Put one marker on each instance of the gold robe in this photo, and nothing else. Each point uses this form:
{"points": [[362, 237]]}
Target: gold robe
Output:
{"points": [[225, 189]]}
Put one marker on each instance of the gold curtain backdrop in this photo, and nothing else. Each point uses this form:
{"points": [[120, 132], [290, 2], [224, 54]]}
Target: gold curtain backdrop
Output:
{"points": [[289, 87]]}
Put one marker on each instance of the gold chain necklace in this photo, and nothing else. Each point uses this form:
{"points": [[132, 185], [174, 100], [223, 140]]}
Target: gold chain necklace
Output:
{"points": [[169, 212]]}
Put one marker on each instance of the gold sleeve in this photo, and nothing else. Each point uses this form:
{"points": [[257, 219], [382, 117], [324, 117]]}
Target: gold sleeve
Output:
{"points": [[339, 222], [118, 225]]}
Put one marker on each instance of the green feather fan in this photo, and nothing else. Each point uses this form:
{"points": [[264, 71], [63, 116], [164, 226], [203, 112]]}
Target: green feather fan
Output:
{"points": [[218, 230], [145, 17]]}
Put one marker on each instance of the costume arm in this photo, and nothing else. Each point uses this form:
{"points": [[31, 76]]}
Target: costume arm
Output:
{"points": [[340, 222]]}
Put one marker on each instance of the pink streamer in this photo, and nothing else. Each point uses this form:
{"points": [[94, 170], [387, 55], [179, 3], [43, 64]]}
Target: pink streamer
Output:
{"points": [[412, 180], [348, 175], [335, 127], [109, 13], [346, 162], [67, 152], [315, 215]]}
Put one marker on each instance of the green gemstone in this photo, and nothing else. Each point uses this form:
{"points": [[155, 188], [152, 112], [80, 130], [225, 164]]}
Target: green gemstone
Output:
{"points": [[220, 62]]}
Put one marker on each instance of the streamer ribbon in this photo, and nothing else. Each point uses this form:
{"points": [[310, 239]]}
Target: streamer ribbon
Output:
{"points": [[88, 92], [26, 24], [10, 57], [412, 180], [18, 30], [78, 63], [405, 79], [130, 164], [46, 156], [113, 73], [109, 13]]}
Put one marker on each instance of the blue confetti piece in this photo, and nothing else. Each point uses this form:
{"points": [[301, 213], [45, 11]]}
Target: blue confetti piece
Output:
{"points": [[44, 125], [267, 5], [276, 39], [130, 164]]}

- Do this
Copy the lines from the one containing "Put one marker on each instance of the blue" through the end of the records, with every line intact. In the answers, shift each point coordinate by adding 15 to it, and leave all other numbers unchanged.

- Output below
Put one marker on each instance of the blue confetti piece in this photo, and nothing else. Each point uses this form:
{"points": [[301, 213], [45, 11]]}
Target: blue confetti piece
Output:
{"points": [[59, 140], [282, 20], [291, 54], [145, 179]]}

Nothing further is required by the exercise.